### 任务要求:
请返回下面关于Worker原理及源码分析的文字中，从“###downloadUserJar()方法”开始、到“hadoopConf = SparkHadoopUtil.get.newConfiguration(conf)”结束的那一段，一字不改。

### 所给摘录:
● ● ●

15、Work原理及源码分析

一、Work原理

1、图解

Worker启动Driver的一个基本原理，就是Worker内部会启动一个线程，这个线程可以理解为，就是DriverRunner，然后DriverRunner就会去负责启动Driver进程，

并在之后对Driver进程进行管理；

Worker启动Executor，其实和Driver的原理是一致的，都是通过一个Worker内部的本地线程，也就是ExecutorRunner，去启动Executor进程，然后在之后

对Executor进程进行管理；

二、源码分析

1、Driver的启动

###org.apache.spark.deploy.worker/Worker.scala

case LaunchDriver(driverId, driverDesc) => {

      logInfo(s"Asked to launch driver $driverId")

      // 创建DriverRunner

      val driver = new DriverRunner(

        conf,

        driverId,

        workDir,

        sparkHome,

        driverDesc.copy(command = Worker.maybeUpdateSSLSettings(driverDesc.command, conf)),

        self,

        akkaUrl)

      // 将driver加入本地缓存

      drivers(driverId) = driver

      // 开始DriverRunner

      driver.start()

      // 加上Driver要使用的资源

      coresUsed += driverDesc.cores

      memoryUsed += driverDesc.mem

    }

###org.apache.spark.deploy.worker/DriverRunner.scala

###driver.start()方法

def start() = {

    // 启动一个java线程

    new Thread("DriverRunner for " + driverId) {

      // java线程体

      override def run() {

        try {

          // 创建Driver的工作目录

          val driverDir = createWorkingDirectory()

          // 下载用户上传的jar(java/scala，用maven打的jar包)

          val localJarFilename = downloadUserJar(driverDir)

          def substituteVariables(argument: String): String = argument match {

            case "{{WORKER_URL}}" => workerUrl

            case "{{USER_JAR}}" => localJarFilename

            case other => other

          }

          // TODO: If we add ability to submit multiple jars they should also be added here

          // 构建ProcessBuilder，传入了driver的启动命令，需要的内存大小等信息

          val builder = CommandUtils.buildProcessBuilder(driverDesc.command, driverDesc.mem,

            sparkHome.getAbsolutePath, substituteVariables)

          // 启动Driver

          launchDriver(builder, driverDir, driverDesc.supervise)

        }

        catch {

          case e: Exception => finalException = Some(e)

        }

        // 对driver的退出状态做一些处理

        val state =

          if (killed) {

            DriverState.KILLED

          } else if (finalException.isDefined) {

            DriverState.ERROR

          } else {

            finalExitCode match {

              case Some(0) => DriverState.FINISHED

              case _ => DriverState.FAILED

            }

          }

        finalState = Some(state)

        // 这个DriverRunner线程，向它所属的worker的actor，发送一个DriverStateChanged的事件

        worker ! DriverStateChanged(driverId, state, finalException)

      }

    }.start()

  }

###org.apache.spark.deploy.worker/DriverRunner.scala

###downloadUserJar()方法

private def downloadUserJar(driverDir: File): String = {

    // hadoop jar里的Path

    val jarPath = new Path(driverDesc.jarUrl)

    // 拿到hadoop配置

    val hadoopConf = SparkHadoopUtil.get.newConfiguration(conf)

    // 获取HDFS的FileSystem

    val jarFileSystem = jarPath.getFileSystem(hadoopConf)

● ● ●

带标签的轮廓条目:

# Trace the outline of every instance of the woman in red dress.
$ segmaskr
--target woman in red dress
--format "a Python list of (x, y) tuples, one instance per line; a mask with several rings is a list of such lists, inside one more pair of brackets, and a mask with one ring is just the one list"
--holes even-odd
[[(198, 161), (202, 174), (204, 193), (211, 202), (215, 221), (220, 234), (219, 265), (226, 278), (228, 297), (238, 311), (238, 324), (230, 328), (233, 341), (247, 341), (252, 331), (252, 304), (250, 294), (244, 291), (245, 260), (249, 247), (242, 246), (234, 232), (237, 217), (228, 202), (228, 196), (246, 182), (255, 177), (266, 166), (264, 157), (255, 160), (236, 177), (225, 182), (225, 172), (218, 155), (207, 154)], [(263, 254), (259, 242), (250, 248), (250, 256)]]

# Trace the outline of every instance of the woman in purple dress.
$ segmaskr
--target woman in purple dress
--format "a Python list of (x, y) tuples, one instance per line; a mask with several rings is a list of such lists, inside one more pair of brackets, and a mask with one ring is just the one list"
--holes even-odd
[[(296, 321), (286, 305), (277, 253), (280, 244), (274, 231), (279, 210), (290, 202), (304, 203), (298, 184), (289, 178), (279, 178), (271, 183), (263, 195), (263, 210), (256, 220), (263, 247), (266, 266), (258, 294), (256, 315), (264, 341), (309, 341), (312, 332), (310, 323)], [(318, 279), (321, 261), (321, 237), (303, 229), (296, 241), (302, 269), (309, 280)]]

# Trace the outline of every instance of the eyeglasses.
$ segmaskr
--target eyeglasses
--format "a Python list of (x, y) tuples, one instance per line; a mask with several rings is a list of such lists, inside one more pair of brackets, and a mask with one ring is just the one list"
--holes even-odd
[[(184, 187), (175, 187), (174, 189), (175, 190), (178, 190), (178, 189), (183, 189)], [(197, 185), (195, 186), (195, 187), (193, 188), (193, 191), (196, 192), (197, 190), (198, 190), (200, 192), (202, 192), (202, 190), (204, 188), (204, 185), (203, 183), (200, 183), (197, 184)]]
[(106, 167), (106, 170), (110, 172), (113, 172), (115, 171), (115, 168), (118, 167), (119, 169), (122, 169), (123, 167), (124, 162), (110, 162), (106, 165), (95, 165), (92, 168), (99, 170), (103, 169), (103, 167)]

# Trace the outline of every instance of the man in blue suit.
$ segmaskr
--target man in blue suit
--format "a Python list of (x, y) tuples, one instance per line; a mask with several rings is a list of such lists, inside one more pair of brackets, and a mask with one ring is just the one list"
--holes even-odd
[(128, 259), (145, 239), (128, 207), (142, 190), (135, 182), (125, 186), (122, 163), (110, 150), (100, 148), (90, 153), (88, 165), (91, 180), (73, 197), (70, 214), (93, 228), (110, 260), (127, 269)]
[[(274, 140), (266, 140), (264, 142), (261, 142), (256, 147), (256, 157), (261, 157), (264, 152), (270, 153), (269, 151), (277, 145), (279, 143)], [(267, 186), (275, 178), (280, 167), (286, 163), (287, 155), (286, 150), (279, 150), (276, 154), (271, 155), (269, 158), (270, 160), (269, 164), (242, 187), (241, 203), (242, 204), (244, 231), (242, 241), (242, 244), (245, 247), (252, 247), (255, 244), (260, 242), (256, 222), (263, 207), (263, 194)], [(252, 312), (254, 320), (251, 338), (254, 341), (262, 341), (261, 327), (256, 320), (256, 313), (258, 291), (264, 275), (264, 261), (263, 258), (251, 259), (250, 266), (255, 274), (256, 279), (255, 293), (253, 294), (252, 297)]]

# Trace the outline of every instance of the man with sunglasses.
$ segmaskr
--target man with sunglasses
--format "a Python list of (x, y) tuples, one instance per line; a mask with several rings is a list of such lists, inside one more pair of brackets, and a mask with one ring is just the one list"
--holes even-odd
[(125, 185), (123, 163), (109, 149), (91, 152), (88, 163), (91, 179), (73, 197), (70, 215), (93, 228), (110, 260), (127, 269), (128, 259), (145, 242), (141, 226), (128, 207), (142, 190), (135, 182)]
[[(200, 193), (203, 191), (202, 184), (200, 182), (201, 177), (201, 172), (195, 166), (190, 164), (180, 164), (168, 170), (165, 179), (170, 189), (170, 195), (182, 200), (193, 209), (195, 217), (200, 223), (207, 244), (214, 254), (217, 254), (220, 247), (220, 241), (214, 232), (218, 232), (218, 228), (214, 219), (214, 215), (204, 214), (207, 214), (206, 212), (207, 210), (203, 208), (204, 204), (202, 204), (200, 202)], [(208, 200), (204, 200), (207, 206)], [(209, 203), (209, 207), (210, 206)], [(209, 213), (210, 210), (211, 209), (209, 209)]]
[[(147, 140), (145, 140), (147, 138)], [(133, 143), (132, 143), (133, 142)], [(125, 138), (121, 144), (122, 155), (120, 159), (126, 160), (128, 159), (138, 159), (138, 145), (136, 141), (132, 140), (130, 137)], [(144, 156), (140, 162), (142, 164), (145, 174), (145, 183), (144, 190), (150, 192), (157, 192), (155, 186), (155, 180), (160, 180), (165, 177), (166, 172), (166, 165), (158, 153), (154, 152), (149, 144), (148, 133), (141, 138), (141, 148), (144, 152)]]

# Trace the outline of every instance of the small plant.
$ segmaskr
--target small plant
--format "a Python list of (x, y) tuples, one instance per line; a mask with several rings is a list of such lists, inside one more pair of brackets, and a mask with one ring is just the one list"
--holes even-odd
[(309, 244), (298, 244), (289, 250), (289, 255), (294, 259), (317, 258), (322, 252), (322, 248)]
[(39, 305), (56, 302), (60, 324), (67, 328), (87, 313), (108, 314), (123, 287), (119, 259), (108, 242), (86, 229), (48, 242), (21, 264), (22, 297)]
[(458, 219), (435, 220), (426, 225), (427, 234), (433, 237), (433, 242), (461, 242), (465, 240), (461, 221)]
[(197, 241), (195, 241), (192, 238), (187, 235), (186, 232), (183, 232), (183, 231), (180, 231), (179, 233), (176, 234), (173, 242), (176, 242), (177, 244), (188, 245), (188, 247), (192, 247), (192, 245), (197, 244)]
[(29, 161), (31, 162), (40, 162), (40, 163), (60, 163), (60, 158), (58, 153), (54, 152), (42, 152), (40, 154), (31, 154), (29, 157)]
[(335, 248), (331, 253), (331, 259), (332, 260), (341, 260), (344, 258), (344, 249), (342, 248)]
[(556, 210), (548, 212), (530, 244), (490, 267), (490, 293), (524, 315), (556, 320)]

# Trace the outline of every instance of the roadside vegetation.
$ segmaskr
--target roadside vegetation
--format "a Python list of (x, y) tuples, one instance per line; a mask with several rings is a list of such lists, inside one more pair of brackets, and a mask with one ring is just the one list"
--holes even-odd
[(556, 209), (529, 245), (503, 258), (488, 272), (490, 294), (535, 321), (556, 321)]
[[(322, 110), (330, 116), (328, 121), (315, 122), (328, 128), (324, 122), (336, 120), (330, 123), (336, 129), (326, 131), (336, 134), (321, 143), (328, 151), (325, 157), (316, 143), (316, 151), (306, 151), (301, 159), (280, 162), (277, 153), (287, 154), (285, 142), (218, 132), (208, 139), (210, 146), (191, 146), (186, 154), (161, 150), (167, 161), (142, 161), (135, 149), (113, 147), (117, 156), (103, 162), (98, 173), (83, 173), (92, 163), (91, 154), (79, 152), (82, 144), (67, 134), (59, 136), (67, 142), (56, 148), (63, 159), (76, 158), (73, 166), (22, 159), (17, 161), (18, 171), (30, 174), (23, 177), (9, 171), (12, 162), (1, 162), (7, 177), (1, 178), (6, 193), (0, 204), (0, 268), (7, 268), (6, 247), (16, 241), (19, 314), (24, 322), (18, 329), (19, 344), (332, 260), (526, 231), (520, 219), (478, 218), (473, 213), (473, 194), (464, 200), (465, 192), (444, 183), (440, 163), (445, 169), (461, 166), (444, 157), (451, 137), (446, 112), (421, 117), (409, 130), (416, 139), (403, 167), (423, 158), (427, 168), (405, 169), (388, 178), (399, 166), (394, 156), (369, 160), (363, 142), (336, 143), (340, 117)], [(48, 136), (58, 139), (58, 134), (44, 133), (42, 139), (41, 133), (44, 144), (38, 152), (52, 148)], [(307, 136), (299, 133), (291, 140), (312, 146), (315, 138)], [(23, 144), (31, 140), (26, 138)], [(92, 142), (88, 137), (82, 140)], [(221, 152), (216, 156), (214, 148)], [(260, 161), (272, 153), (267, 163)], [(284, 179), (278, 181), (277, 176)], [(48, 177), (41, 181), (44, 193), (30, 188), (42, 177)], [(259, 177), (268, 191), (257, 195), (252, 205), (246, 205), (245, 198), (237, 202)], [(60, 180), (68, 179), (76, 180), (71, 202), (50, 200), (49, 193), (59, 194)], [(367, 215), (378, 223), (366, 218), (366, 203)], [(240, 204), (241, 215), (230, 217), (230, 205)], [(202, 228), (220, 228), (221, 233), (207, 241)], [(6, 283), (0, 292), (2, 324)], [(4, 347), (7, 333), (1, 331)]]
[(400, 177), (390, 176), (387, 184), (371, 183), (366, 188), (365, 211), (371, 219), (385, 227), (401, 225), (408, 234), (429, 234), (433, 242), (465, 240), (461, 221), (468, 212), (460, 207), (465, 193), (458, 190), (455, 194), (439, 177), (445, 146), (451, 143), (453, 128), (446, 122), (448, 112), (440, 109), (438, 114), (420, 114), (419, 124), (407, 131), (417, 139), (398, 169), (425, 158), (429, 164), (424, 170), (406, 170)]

● ● ●

### 输出结果:
###downloadUserJar()方法

private def downloadUserJar(driverDir: File): String = {

    // hadoop jar里的Path

    val jarPath = new Path(driverDesc.jarUrl)

    // 拿到hadoop配置

    val hadoopConf = SparkHadoopUtil.get.newConfiguration(conf)